## Data shown
____

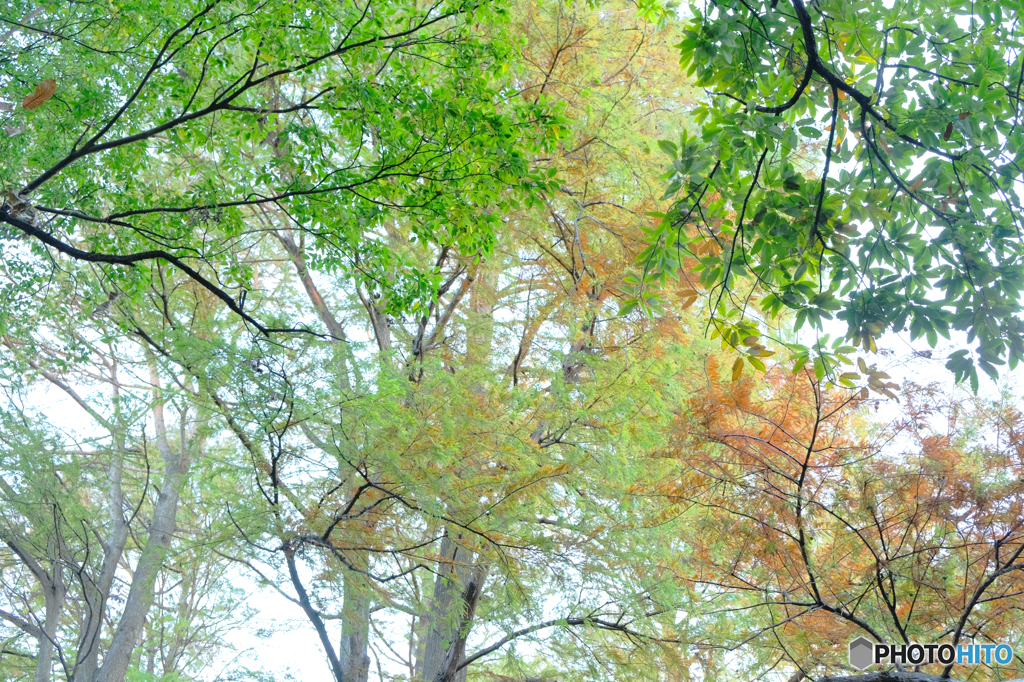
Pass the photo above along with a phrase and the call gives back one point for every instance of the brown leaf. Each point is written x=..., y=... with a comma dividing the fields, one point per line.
x=43, y=92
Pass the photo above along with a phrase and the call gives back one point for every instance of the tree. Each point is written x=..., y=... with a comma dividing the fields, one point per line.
x=148, y=136
x=815, y=531
x=449, y=441
x=858, y=163
x=88, y=513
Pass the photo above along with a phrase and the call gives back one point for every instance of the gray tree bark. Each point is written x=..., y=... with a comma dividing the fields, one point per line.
x=176, y=466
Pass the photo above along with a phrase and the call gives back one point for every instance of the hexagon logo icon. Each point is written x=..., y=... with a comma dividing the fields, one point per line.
x=861, y=653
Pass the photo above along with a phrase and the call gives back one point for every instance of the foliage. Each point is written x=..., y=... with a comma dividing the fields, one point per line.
x=857, y=163
x=813, y=531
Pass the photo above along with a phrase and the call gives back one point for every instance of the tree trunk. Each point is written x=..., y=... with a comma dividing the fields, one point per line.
x=162, y=528
x=457, y=591
x=53, y=594
x=353, y=654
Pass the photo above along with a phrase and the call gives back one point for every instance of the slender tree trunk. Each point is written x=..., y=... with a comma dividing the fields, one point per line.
x=98, y=591
x=129, y=630
x=457, y=590
x=353, y=653
x=53, y=595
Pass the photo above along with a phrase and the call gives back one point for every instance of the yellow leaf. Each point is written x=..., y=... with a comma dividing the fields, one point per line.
x=737, y=369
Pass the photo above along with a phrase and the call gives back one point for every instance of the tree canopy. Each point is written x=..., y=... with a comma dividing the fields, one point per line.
x=377, y=307
x=856, y=162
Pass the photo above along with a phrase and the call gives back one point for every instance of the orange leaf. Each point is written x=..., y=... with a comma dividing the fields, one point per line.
x=43, y=92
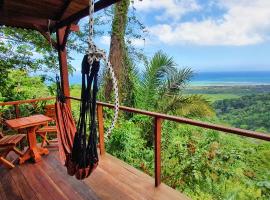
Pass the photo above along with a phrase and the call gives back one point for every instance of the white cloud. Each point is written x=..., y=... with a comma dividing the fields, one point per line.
x=173, y=9
x=106, y=40
x=245, y=22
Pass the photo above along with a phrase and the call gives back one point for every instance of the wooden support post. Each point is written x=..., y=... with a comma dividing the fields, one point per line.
x=101, y=129
x=62, y=54
x=158, y=128
x=17, y=110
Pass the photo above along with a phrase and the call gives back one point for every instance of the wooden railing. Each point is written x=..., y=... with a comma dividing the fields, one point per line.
x=158, y=119
x=16, y=104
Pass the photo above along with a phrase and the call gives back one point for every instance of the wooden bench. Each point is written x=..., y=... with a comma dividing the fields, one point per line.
x=47, y=129
x=8, y=143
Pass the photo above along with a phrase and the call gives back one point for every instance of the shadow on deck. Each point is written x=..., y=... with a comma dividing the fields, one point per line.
x=113, y=179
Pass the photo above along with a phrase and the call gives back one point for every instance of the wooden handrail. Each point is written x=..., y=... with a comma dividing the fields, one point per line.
x=25, y=101
x=158, y=118
x=237, y=131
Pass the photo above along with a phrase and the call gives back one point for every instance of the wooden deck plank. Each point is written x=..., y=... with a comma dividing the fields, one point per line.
x=113, y=179
x=82, y=189
x=36, y=181
x=8, y=186
x=23, y=186
x=137, y=180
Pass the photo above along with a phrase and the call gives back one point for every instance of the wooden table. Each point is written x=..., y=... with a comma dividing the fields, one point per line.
x=30, y=124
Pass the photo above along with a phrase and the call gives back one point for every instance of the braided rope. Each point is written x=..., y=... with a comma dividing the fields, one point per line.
x=95, y=54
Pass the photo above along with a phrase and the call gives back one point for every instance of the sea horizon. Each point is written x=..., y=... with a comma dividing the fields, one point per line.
x=240, y=78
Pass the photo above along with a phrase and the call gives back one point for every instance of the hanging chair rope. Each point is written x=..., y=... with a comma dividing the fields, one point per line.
x=78, y=145
x=95, y=54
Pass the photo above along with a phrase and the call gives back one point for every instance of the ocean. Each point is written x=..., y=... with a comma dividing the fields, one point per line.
x=230, y=78
x=217, y=78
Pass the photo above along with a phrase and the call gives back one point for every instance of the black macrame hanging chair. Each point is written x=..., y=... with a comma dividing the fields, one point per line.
x=81, y=157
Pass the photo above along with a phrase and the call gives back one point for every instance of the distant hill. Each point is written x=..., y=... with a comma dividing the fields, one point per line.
x=250, y=112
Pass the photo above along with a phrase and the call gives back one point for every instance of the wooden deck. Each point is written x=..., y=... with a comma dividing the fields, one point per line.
x=113, y=179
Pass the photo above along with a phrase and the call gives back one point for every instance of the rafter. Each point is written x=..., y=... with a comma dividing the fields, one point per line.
x=1, y=4
x=24, y=21
x=47, y=36
x=63, y=10
x=83, y=13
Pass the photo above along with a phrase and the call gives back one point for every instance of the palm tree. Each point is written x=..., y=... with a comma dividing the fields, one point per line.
x=161, y=89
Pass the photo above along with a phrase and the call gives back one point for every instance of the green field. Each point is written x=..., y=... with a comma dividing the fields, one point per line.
x=216, y=93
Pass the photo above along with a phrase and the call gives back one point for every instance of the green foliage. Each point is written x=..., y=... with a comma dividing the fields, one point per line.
x=203, y=164
x=161, y=89
x=248, y=112
x=20, y=86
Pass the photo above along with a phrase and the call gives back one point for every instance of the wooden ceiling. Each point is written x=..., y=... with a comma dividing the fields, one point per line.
x=34, y=14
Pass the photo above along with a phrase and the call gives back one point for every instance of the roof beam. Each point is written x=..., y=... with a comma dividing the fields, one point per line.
x=1, y=4
x=47, y=36
x=63, y=10
x=24, y=21
x=83, y=13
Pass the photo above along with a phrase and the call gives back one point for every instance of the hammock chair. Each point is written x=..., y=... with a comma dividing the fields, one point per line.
x=78, y=144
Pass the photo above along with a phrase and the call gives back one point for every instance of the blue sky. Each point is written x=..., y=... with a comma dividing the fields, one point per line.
x=207, y=35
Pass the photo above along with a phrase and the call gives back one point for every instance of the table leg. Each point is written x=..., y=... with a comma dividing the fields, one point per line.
x=33, y=151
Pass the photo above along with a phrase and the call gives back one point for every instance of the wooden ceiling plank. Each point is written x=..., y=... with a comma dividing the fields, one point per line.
x=46, y=35
x=83, y=13
x=24, y=19
x=1, y=4
x=63, y=10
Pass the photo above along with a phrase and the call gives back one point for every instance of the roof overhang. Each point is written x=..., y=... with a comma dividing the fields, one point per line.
x=33, y=14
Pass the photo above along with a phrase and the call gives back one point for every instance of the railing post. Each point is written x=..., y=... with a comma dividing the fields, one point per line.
x=158, y=128
x=17, y=110
x=101, y=129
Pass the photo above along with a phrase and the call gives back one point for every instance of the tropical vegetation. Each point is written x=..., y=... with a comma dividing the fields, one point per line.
x=203, y=164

____

## Task requirements
The entries are to be written out in full and exactly, apart from the pictures.

## Worked solution
Pass the photo above along with a phrase and the call gives back one point for every instance of the brown leaf. Each point is written x=..., y=... with a comma dividing the fields, one point per line.
x=43, y=92
Pass the photo above along with a phrase and the call gives back one point for every instance of the tree. Each point is written x=..., y=... with a comma dividing the fields, one point per line.
x=148, y=136
x=815, y=531
x=449, y=441
x=858, y=163
x=88, y=513
Pass the photo above along with a phrase and the call gives back one point for every instance of the gray tree bark. Each point is written x=..., y=... with a comma dividing the fields, one point per line.
x=176, y=466
Pass the photo above along with a phrase and the call gives back one point for every instance of the hexagon logo icon. Each point is written x=..., y=... with a comma dividing the fields, one point per line.
x=861, y=653
Pass the photo above along with a phrase and the call gives back one point for every instance of the foliage. Each point is written x=..., y=... with a comma dividing the fields, one point per line.
x=857, y=163
x=813, y=531
Pass the photo above along with a phrase and the call gives back one point for every instance of the tree trunk. Each point is written x=..., y=... with a comma dividing the fields, one point per line.
x=162, y=528
x=457, y=591
x=53, y=594
x=353, y=654
Pass the photo above along with a phrase and the call gives back one point for every instance of the slender tree trunk. Each point is written x=..., y=... with a comma dividing the fields, one point per line.
x=98, y=591
x=129, y=630
x=457, y=590
x=353, y=653
x=53, y=595
Pass the photo above along with a phrase and the call gives back one point for every instance of the yellow leaf. Each point is written x=..., y=... with a comma dividing the fields, one point per line.
x=737, y=369
Pass the photo above along with a phrase and the call gives back one point for every instance of the tree canopy. Each point is written x=..., y=... with a comma dividing the fields, one point per line.
x=377, y=307
x=856, y=162
Pass the photo above along with a phrase and the call gives back one point for every instance of the orange leaf. Each point is written x=..., y=... with a comma dividing the fields, one point per line.
x=43, y=92
Pass the photo above along with a phrase and the call gives back one point for every instance of the white cloud. Each point is written x=..., y=... with a comma dividing the fields, one point per line.
x=173, y=9
x=106, y=40
x=245, y=22
Pass the photo above along with a phrase and the call gives back one point for every instance of the wooden support post. Each point is written x=..., y=... with a comma dividing the fields, one point per line.
x=101, y=129
x=62, y=54
x=158, y=128
x=17, y=110
Pass the photo above along with a phrase and the call gives back one point for every instance of the wooden railing. Each point is written x=..., y=... with a comma dividing the fields, one point per line.
x=158, y=119
x=16, y=104
Pass the photo above along with a phrase and the call gives back one point for every instance of the wooden bench. Each point is written x=..., y=... with a comma dividing the fields, one point per line.
x=47, y=129
x=8, y=143
Pass the photo above along with a phrase and the call gives back one point for every instance of the shadow on deck. Each point is written x=..., y=... with a comma dividing the fields, one point per line.
x=113, y=179
Pass the photo above along with a phrase and the call gives back one point for every instance of the wooden handrail. Each point is written x=..., y=... with a comma dividing the fields, one point per line.
x=25, y=101
x=158, y=118
x=237, y=131
Pass the photo above along with a phrase and the call gives back one point for every instance of the wooden deck plank. Each point is written x=..., y=... with a comma dividing the fields, one point per line.
x=113, y=179
x=82, y=189
x=36, y=181
x=8, y=186
x=23, y=186
x=137, y=180
Pass the photo above along with a phrase and the call gives back one point for every instance of the wooden table. Each point is written x=..., y=... with a comma dividing the fields, one point per line.
x=30, y=124
Pass the photo above along with a phrase and the call gives back one point for every instance of the braided rope. Each point is written x=..., y=... with a comma dividing the fields, one point per line.
x=95, y=54
Pass the photo above along with a phrase and the call gives back one point for every instance of the sea horizon. Each point is written x=..., y=... with a comma dividing the fields, one point per line.
x=240, y=78
Pass the photo above along with a phrase and the call gives back one point for every instance of the hanging chair rope. Each point is written x=..., y=... with a comma dividing the fields, one point per line.
x=78, y=145
x=95, y=54
Pass the photo above along with a phrase and the call gives back one point for every instance of the ocean. Each point is written x=..., y=... with a comma dividing the fields, one point per line.
x=230, y=78
x=217, y=78
Pass the photo above along with a phrase and the call gives back one point for every instance of the black macrame hanging chair. Each point is written x=..., y=... with a comma dividing the fields, one point per line.
x=81, y=157
Pass the photo above along with a phrase and the call gives back one point for every instance of the distant hill. Each point is written x=..., y=... with a comma dividing the fields, one point per line.
x=250, y=112
Pass the photo above along with a phrase and the call gives back one point for every instance of the wooden deck. Each point is written x=..., y=... with a comma dividing the fields, one point per line.
x=113, y=179
Pass the photo above along with a phrase and the call gives back one point for every instance of the rafter. Each point is written x=..., y=... with a comma dividing the fields, one point per line.
x=1, y=4
x=24, y=21
x=47, y=36
x=63, y=10
x=83, y=13
Pass the photo above along with a phrase and the call gives back one point for every instance of the palm tree. Each point is written x=..., y=... with a comma dividing the fields, one point per line.
x=161, y=89
Pass the photo above along with a phrase and the call gives back one point for every instance of the green field. Each point is written x=..., y=... with a comma dividing the fields, one point per line.
x=216, y=93
Pass the photo above along with a phrase and the call gives back one point for every instance of the green foliage. Each point is written x=..., y=... with a comma dividing the fields, one point per line.
x=203, y=164
x=161, y=89
x=248, y=112
x=20, y=86
Pass the photo above along with a phrase and the call gives back one point for every instance of the wooden ceiling. Each point is written x=..., y=... with a comma dividing the fields, one point per line.
x=34, y=14
Pass the photo above along with a phrase and the call gives back one point for every instance of the roof beam. Each point is written x=..., y=... with a comma dividing the fields, one point per line.
x=1, y=4
x=47, y=36
x=63, y=10
x=24, y=21
x=83, y=13
Pass the photo above along with a phrase and the call gives back one point for every instance of the hammock chair. Each point is written x=..., y=... with a comma dividing the fields, one point per line.
x=78, y=144
Pass the photo above along with a phrase and the call gives back one point for every instance of the blue sky. Each point is written x=..., y=... with a comma dividing the fields, one point per line.
x=207, y=35
Pass the photo above along with a phrase and the call gives back one point for every instance of the table leg. Each point is written x=..., y=... with a comma dividing the fields, one point per line.
x=33, y=151
Pass the photo above along with a phrase and the call gives back one point for every instance of the wooden ceiling plank. Each point is written x=..., y=... with a comma dividing the fields, one point per line.
x=46, y=35
x=83, y=13
x=24, y=19
x=1, y=4
x=63, y=10
Pass the photo above along with a phrase and the call gives back one point for every instance of the roof overhang. Each point is written x=..., y=... with a comma dividing the fields, one point per line.
x=33, y=14
Pass the photo above along with a phrase and the call gives back one point for every instance of the railing post. Each point is written x=..., y=... with a comma dividing the fields, one point per line.
x=158, y=128
x=17, y=110
x=101, y=129
Pass the photo above along with a phrase and the call gives back one point for every instance of the tropical vegetation. Each point is written x=..., y=... with a comma dividing the fields, one point per line.
x=203, y=164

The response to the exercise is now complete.